▶ **Direction**: Reproduce verbatim the items below, beginning with the line that contains "Within the image above, at what position is the white cloud?" and continuing through the line that contains "[428,2,506,113]". Leave the pictures out.

───── Material shown ─────

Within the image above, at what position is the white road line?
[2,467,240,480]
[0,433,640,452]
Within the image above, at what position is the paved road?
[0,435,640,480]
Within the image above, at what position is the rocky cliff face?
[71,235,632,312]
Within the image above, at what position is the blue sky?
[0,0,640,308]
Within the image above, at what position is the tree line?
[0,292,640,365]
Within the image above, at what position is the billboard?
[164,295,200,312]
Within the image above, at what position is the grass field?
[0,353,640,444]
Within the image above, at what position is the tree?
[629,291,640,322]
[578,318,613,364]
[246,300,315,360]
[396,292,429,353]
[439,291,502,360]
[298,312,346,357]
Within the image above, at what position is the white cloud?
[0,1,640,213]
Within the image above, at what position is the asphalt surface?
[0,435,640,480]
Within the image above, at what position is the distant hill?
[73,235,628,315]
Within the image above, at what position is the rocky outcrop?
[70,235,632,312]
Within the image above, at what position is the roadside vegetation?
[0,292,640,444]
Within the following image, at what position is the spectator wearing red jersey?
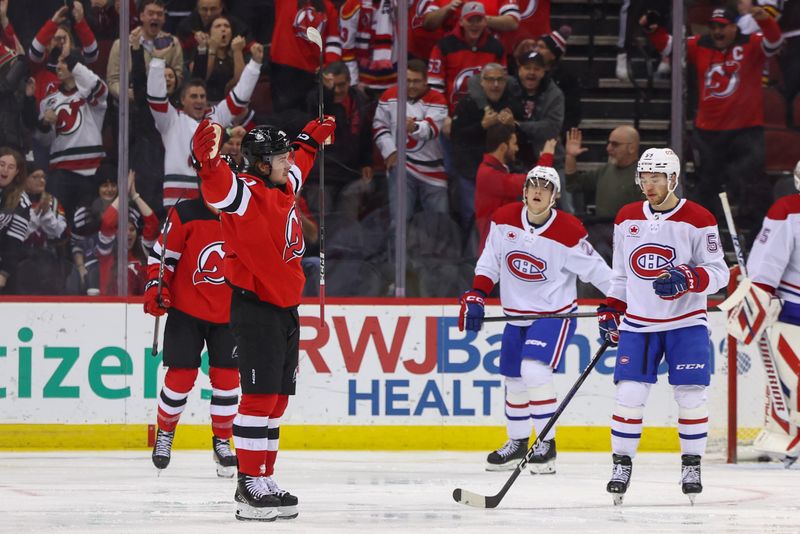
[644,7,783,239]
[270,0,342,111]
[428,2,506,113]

─────
───── Material shown ─────

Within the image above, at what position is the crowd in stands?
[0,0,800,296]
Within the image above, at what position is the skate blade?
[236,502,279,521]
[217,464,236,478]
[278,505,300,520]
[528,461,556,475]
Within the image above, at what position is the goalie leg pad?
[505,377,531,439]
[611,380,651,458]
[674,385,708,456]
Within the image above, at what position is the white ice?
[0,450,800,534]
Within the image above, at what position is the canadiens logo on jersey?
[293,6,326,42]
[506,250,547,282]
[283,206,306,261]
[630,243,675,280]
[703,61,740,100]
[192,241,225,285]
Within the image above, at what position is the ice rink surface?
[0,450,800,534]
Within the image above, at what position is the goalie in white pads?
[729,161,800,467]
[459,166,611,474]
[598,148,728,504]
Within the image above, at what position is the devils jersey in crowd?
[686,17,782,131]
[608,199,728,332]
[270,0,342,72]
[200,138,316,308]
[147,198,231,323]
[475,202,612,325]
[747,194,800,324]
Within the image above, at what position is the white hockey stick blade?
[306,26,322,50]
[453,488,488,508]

─────

▶ **Reply to the task**:
Within the image above, at what position is the white cloud?
[0,1,640,213]
Within the image above, at what position is the asphalt surface?
[0,435,640,480]
Within the image above, at what position is the distant hill?
[73,235,628,315]
Within the image above, at what position is the rocky outcrop?
[70,235,632,312]
Within the image above, at what position is the roadside vegetation?
[0,292,640,444]
Within the following image, at what position is the spectator wearing red jersey?
[644,7,783,239]
[270,0,342,111]
[428,2,506,113]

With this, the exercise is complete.